- _SOURCE EXCERPT_:

And of course, they are fully up on The Problem Is White Cishetnormativity, so they want to be good allies. But that means if they are white cishet themselves, that puts them at the bottom of the stack of the oppressed and cool, and top of the stack of the oppressors and terrible.

They're young, they don't want to be ostracised. So some kind of LGBTQ+ identity gives them some protection in their social circle, and being bi is the easiest way of getting that. They don't need to do anything, just "I kinda think I could kiss a girl" is enough.

I think non-binary is the next wave of this; cut your hair short, dress like a boy (jeans and shirts are unisex anyway) and you don't have to do much more than that to have a protected identity which takes you handily out of the "oppressor" classification and into the "oppressed" one, where all the cool kids are.

I have some sympathy for the young and uncertain who only want to fit in with what the social waters they swim in are demanding. I have not so much for those who make the demands and want to wreck lives if you don't fall into line.

I think non-binary is the next wave of this;

Non-binary is just the logical place for anyone who takes gender theory seriously. If one genuinely believes that Men Be Like and Women Be Like, and that one's choice to do the cultural associations of one or the other indicates one's gender; then one's only options are to identify as non-binary or to act like a complete stereotype. There is no human being I have ever known where I couldn't nitpick a single thing that was weirdly masculine or feminine about them. If you take Gender Theory as a true believer you have no choice. My dad is the very model of a boomer farm kid turned small business owner paterfamilias, he loves the movie The Devil Wears Prada and tries to convince me to watch it every time it's on TV. NB. You're a nice Catholic girl, but do women really argue so stridently on the internet? NB. I can't get through half an hour without doing something NB. Hell, I know Trans people, most of them retain a habit or two from their prior days, NB.

I know this is anecdote rather than data, but the non-binary people I see are those who present as such online, and I'd give a rough estimate that 99% of those are women (because they look like women, no matter if they get the butch haircut) and the remainder are weird men or genuinely unsure could be either male or female.

I do think there is a difference between "I'm NB, that means I'm not male or female, sometimes I'm both, sometimes I'm one or the other" and "George is a big manly lumberjack who is a former Marine and he loves little fluffy kittens"/"Sancha is a girly girl who dresses in pink like her idol, Barbie, and if you ever need your motorbike's engine stripped down she's the one to do it" version of "this person does not adhere 100% to gender stereotypes".

'Non-binary' as in "men inherit traits from their mothers, women inherit traits from their fathers, you can have interests about X but that does not contradict your membership of the sex Y" is natural.

But non-binary as I see it used is all part of the political and '500 genders' thing, where there is a very definite way set out of how you should 'dress like this, act like this, talk like this' about it - at least in the self-reinforcing groups that talk about it.

(Stored data entries)
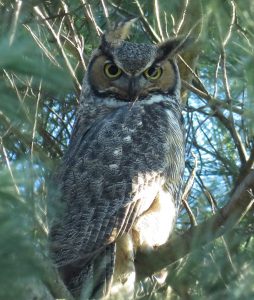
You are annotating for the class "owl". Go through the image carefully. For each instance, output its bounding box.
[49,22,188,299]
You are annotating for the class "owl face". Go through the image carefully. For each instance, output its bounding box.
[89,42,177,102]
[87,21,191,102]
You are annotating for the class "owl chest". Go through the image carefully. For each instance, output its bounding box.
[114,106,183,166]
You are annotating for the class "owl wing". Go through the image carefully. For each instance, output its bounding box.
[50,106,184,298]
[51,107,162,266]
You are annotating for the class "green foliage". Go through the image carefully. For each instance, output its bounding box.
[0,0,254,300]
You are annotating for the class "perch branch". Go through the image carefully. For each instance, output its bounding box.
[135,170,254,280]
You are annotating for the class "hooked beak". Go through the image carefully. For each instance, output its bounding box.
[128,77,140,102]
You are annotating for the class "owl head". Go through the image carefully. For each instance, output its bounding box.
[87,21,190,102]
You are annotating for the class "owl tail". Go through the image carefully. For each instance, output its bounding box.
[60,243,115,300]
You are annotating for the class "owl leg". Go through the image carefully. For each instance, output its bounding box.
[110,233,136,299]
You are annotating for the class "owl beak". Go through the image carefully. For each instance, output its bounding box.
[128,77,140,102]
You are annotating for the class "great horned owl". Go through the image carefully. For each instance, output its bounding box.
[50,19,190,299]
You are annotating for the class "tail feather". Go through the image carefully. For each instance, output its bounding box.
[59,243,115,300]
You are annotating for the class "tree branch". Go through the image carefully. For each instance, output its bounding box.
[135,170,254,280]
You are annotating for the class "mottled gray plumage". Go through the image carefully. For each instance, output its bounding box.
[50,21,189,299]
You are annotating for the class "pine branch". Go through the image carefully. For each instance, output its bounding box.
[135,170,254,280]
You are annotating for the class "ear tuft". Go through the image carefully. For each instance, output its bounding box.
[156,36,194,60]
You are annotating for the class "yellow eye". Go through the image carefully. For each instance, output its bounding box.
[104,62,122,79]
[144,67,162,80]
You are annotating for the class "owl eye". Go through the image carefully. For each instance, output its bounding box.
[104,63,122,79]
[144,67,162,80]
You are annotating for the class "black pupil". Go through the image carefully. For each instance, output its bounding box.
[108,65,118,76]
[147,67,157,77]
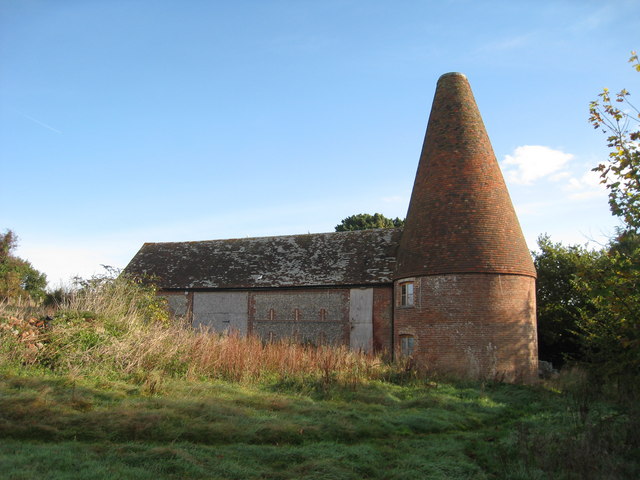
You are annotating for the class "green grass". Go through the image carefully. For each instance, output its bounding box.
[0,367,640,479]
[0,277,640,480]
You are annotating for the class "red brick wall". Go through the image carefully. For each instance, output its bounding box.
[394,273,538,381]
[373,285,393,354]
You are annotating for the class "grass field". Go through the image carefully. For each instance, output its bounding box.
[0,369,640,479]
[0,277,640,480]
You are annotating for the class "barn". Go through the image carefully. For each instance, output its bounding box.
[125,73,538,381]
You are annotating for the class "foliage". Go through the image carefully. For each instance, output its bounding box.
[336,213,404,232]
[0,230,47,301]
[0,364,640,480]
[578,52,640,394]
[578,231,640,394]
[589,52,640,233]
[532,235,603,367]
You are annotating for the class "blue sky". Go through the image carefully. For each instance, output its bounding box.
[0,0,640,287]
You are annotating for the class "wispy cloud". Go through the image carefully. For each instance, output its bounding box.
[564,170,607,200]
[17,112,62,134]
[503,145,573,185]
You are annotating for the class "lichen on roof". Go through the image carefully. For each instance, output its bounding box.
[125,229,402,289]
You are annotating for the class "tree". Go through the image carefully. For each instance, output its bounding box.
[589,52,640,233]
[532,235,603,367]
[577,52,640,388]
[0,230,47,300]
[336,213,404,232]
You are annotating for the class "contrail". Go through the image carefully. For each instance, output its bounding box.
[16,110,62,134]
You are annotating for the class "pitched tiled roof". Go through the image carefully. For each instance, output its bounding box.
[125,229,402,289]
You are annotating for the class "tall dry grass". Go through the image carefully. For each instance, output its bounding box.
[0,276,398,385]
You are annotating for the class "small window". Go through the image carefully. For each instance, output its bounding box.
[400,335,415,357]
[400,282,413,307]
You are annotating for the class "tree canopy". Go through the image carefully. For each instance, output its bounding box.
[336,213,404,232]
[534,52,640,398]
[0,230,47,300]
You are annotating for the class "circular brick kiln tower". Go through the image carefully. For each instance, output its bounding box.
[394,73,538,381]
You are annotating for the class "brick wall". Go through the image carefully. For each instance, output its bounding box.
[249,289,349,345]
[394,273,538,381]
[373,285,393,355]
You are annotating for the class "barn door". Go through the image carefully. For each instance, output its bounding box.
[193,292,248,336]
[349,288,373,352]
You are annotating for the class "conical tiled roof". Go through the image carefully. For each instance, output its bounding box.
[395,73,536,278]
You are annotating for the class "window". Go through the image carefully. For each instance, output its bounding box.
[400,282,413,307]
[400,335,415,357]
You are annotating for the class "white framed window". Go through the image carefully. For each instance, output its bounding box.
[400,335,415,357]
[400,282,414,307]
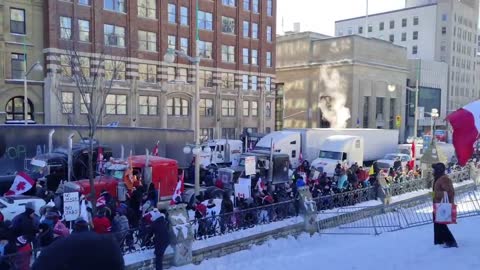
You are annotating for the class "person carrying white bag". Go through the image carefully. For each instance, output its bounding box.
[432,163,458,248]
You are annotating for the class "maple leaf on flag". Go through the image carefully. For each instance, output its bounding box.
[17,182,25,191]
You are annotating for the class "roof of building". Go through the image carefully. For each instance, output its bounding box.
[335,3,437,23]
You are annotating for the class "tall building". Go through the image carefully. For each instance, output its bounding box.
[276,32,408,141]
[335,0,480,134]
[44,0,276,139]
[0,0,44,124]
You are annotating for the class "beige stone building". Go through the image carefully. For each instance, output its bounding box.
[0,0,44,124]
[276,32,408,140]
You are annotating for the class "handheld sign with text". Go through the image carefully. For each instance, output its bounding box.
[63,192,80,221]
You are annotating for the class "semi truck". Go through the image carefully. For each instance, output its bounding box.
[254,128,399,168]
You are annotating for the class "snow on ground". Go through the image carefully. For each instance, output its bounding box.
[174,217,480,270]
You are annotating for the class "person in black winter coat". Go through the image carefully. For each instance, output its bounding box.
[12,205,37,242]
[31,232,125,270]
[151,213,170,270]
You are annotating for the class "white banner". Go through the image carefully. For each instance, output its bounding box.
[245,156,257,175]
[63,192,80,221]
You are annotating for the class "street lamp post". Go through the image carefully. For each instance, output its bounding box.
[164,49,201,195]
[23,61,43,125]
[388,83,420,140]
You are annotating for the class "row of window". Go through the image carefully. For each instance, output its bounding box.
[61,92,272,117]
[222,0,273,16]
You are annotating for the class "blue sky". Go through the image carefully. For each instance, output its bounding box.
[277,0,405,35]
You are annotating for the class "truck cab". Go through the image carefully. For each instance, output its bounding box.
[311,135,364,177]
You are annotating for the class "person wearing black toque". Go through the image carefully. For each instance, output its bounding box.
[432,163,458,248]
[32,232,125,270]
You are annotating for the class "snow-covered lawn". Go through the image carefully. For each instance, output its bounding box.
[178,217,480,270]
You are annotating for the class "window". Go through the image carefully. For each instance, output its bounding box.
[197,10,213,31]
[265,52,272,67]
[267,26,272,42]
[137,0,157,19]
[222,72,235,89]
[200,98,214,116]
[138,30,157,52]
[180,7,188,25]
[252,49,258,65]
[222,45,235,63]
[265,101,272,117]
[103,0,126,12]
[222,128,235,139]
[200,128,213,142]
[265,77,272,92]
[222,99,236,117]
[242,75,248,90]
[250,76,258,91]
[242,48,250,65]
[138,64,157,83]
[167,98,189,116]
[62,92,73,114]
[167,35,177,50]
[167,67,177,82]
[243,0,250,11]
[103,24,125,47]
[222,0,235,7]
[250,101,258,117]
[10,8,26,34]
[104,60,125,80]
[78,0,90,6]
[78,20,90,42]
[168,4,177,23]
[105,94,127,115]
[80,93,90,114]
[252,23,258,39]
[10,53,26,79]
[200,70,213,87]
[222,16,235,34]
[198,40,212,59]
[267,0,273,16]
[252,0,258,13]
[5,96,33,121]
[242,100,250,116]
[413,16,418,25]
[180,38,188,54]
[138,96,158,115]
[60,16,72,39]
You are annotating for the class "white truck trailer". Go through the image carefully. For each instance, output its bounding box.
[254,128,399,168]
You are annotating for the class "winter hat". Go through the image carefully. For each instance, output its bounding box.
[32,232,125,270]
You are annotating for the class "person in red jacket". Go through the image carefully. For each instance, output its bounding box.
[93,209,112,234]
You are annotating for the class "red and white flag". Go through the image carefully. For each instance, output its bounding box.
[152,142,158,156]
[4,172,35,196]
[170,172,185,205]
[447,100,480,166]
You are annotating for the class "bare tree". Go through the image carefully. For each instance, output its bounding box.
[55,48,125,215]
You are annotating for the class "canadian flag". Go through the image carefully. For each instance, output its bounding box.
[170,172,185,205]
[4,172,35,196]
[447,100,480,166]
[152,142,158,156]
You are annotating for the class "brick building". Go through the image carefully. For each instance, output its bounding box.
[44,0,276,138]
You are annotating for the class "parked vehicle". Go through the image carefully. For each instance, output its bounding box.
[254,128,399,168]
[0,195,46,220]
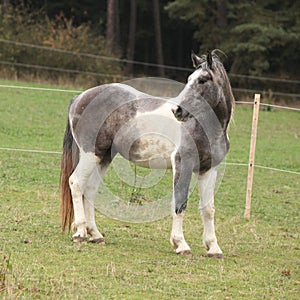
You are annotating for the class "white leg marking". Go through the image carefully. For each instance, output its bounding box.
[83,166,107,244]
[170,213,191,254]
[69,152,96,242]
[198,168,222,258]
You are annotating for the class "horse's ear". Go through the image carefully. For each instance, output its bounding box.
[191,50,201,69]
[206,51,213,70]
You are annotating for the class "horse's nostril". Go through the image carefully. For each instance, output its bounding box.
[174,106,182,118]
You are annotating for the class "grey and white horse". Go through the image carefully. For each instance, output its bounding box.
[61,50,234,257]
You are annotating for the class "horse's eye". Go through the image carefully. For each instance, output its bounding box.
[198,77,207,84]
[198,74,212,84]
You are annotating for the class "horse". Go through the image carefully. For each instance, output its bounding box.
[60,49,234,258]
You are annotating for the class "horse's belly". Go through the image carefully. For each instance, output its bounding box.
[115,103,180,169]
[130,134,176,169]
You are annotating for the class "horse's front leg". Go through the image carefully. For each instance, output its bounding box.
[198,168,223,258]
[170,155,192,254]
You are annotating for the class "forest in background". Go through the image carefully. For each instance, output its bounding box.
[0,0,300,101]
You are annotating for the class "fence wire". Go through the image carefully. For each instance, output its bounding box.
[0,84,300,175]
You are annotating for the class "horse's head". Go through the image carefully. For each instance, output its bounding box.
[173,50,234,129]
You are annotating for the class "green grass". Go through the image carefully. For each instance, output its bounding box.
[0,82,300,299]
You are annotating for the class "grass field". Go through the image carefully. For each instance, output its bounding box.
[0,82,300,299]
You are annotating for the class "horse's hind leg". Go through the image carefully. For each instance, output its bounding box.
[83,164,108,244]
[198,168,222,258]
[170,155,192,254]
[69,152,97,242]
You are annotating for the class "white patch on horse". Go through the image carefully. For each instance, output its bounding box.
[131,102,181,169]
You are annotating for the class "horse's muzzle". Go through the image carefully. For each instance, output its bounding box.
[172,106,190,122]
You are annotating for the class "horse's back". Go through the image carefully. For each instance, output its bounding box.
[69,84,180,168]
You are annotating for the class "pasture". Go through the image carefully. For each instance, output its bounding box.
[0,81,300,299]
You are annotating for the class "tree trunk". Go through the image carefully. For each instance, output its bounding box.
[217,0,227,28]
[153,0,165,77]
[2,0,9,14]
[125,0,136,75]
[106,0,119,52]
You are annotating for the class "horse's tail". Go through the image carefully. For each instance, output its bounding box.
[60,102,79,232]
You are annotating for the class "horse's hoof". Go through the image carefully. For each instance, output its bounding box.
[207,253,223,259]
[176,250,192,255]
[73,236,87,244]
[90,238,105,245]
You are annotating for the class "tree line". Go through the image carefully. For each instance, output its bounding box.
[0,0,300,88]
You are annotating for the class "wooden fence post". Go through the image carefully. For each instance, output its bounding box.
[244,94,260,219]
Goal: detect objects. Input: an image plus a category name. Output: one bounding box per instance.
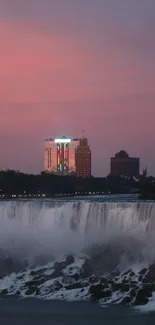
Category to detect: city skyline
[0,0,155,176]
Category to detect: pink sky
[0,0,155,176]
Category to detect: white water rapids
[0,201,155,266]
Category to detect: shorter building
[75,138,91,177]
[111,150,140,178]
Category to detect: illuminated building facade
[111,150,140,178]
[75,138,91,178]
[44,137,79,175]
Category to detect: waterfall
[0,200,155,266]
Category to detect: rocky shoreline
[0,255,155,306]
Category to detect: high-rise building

- _JOBS_:
1. From the passage on non-binary identity, output the part starting with "I think non-binary is the next wave of this; cut" and going on through "cool kids are.", word for word.
2. Return the rows word for word, starting with their first line and going on through the line with "[60,243,115,300]". Leave the pictures out.
The passage and the rows have no connection to each other.

- _PROBLEM SOLUTIONS_:
1.
I think non-binary is the next wave of this; cut your hair short, dress like a boy (jeans and shirts are unisex anyway) and you don't have to do much more than that to have a protected identity which takes you handily out of the "oppressor" classification and into the "oppressed" one, where all the cool kids are.

2.
You are annotating for the class "owl". Go through the image carefully. For each instance, output its bounding box.
[49,22,188,299]
You are annotating for the class "owl face". Go through the image carefully. For each instance, output its bounding box.
[89,42,177,102]
[87,21,191,102]
You are annotating for the class "owl chest". Go through the image carefully. For each instance, output its bounding box.
[114,106,183,166]
You are annotating for the class "owl wing". Go through the image carefully. For each instance, output its bounding box.
[50,106,184,298]
[51,107,162,266]
You are annotating for the class "green foliage". Go through the image carefully. For each instance, output its bounding box.
[0,0,254,300]
You are annotating for the class "perch branch". Go through the image carefully. For each instance, output its bounding box.
[135,170,254,280]
You are annotating for the class "hooked beak". Go through the image carefully. For each instance, output its bounding box.
[128,77,140,102]
You are annotating for the class "owl head". Go through the image carefully. For each instance, output its bounding box.
[87,21,190,102]
You are annotating for the class "owl tail". Go through the image carefully. For each instance, output its bounding box.
[60,243,115,300]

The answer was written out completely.